Text segment:
******************************

Statistical noise in PD-(L)1 inhibitor trials: unraveling the durable-responder effect

J Clin Epidemiol. 2024 Nov 5:177:111589. doi: 10.1016/j.jclinepi.2024.111589. Online ahead of print.

Abstract

Background and objectives: Programmed-death-1/ligand-1 inhibitors (PD-1/L1is) have emerged as pivotal treatments for many cancers. A notable feature of this class of medicines is the dichotomous response pattern: A small (but clinically relevant) percentage of patients (5%-20%) benefit from deep and durable responses resembling functional cures (durable responders), while most patients experience only a modest or negligible response. Accurately predicting durable responders remains elusive due to the lack of a reliable biomarker. Another notable feature of these medicines is that different PD-1/L1 is have obtained statistically significant results, leading to marketing approval for some cancer indications but not for others, with no discernible pattern. These puzzling inconsistencies have generated extensive discussions among oncologists. Proposed (but not entirely convincing) explanations include true underlying differences in efficacy for some types of cancer but not others; or subtle differences in trial design. To investigate a less-explored hypothesis-the durable-responder effect: An initially unidentified group of durable responders generates more statistical noise than anticipated, leading to low-powered randomized controlled trials (RCTs) that report randomly variable results.

Study design: Employing simulation, this investigation divides participants in PD-(L)1i RCTs into two groups: durable responders and patients with a more modest response. Drawing on published data for melanoma, lung and urothelial cancers, multiple prespecified scenarios are replicated 50,000 times, systematically varying the durable-responder percentage from 5% to 20% and the modest-response hazard ratio for overall survival [HR(OS)] from 0.8 to 1.0. This allowed evaluation of the effect of durable responders on power, point estimates of the treatment effect for OS, and the probability of a misleading signal for harm.

******************************

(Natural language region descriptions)
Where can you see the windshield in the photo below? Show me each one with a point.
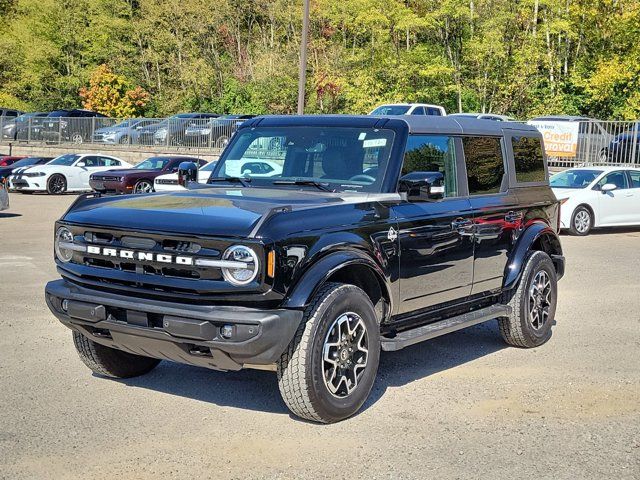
(337, 158)
(391, 110)
(64, 160)
(574, 178)
(153, 163)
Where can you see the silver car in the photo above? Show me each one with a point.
(4, 197)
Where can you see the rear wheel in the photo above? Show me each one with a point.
(329, 368)
(533, 304)
(57, 184)
(109, 361)
(581, 221)
(143, 186)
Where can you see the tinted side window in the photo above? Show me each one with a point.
(485, 164)
(619, 179)
(528, 159)
(431, 153)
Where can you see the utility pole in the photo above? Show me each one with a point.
(303, 57)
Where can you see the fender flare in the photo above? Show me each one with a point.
(319, 272)
(534, 232)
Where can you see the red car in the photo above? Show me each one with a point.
(138, 179)
(7, 160)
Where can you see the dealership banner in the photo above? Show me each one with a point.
(560, 138)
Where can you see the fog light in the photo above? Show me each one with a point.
(226, 331)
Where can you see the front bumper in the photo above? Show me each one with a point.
(107, 186)
(182, 333)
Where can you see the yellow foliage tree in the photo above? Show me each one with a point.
(110, 94)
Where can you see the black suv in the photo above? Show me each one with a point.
(378, 233)
(76, 126)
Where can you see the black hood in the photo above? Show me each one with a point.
(221, 211)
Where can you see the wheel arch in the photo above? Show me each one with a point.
(588, 207)
(349, 267)
(539, 236)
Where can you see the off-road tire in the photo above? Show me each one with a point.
(516, 329)
(110, 362)
(300, 369)
(52, 189)
(582, 210)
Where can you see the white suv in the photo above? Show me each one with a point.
(409, 109)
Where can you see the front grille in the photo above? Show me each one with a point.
(144, 272)
(105, 178)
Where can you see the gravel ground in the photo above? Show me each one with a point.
(460, 406)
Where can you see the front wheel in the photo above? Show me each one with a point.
(57, 184)
(533, 304)
(329, 368)
(581, 221)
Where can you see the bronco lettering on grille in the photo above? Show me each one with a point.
(140, 256)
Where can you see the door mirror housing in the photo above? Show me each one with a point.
(422, 185)
(187, 172)
(608, 187)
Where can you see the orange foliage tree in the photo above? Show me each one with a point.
(111, 94)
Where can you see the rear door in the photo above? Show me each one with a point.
(619, 206)
(496, 211)
(436, 243)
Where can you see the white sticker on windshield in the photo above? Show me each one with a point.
(374, 142)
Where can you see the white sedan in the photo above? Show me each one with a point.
(592, 197)
(66, 173)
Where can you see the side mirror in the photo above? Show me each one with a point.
(422, 185)
(187, 172)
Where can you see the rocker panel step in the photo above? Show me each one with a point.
(432, 330)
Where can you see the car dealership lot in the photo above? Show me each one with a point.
(460, 406)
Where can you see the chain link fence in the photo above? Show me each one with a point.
(179, 133)
(571, 144)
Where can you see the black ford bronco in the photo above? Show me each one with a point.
(358, 234)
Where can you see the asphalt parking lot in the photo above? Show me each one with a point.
(460, 406)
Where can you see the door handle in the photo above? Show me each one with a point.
(463, 226)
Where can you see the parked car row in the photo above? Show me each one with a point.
(81, 126)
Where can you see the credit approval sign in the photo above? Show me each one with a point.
(560, 138)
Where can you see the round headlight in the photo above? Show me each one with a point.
(243, 274)
(63, 235)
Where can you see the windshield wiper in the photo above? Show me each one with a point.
(312, 183)
(241, 180)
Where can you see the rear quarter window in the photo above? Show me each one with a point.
(528, 159)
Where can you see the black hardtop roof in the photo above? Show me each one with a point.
(417, 124)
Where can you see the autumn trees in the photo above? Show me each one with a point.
(520, 58)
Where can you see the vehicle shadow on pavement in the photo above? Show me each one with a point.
(437, 355)
(258, 390)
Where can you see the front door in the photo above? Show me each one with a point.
(436, 241)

******************************

Task 1:
In the abstract on PD-(L)1 inhibitor trials, edit the passage from "Study design: Employing" to "signal for harm." so that "melanoma" becomes "breast". What does the passage read after the change?
Task 2:
In the abstract on PD-(L)1 inhibitor trials, how many times is each prespecified scenario replicated in the simulation?
Task 3:
Can you extend the abstract on PD-(L)1 inhibitor trials, continuing after its last sentence?

Result 1:
Study design: Employing simulation, this investigation divides participants in PD-(L)1i RCTs into two groups: durable responders and patients with a more modest response. Drawing on published data for breast, lung and urothelial cancers, multiple prespecified scenarios are replicated 50,000 times, systematically varying the durable-responder percentage from 5% to 20% and the modest-response hazard ratio for overall survival [HR(OS)] from 0.8 to 1.0. This allowed evaluation of the effect of durable responders on power, point estimates of the treatment effect for OS, and the probability of a misleading signal for harm.

Result 2:
50,000 times.

Result 3:
Results: When the treatment effect for the modest responders is similar to the comparator arm, statistical power remains below 80%, limiting the ability to reliably detect durable responders. Conversely, there is a material probability of obtaining a statistically significant result that exaggerates the treatment effect by chance. For instance, with an average HR(OS) of 0.93 (corresponding to 5% durable responders), statistically significant trials (7.2%) show an average HR(OS) of 0.77. Additionally, when 5% are durable responders, there is a 20% probability that the HR(OS) will exceed 1.0-suggesting potential harm when none exists.

Conclusion: This article adds to the possible explanations for the puzzlingly inconsistent results from PD-(L)1i RCTs. Initially, unidentified durable responders introduce features typical of imprecise, low-powered studies: a propensity for false-negative results; estimates of benefit that might not replicate; and misleading signals for harm.

Plain language summary: Programmed-death-1/ligand-1 (PD-1(L)1) inhibitors are crucial cancer treatments, with global spending expected to surpass $75 billion by 2026. Multiple versions of these medicines are available, all designed to boost the immune system to fight cancer. We would expect them all to work similarly, but clinical trials show mixed results-some seem effective for certain cancers but not others, without a clear pattern. This article uses simulations (virtual trials) to suggest that these inconsistent results may be due to chance, caused by a small group of patients who respond very well to the treatment. Larger trials or specific analysis methods could help reduce the chance effects and provide more robust data for clinician and patient decision-making.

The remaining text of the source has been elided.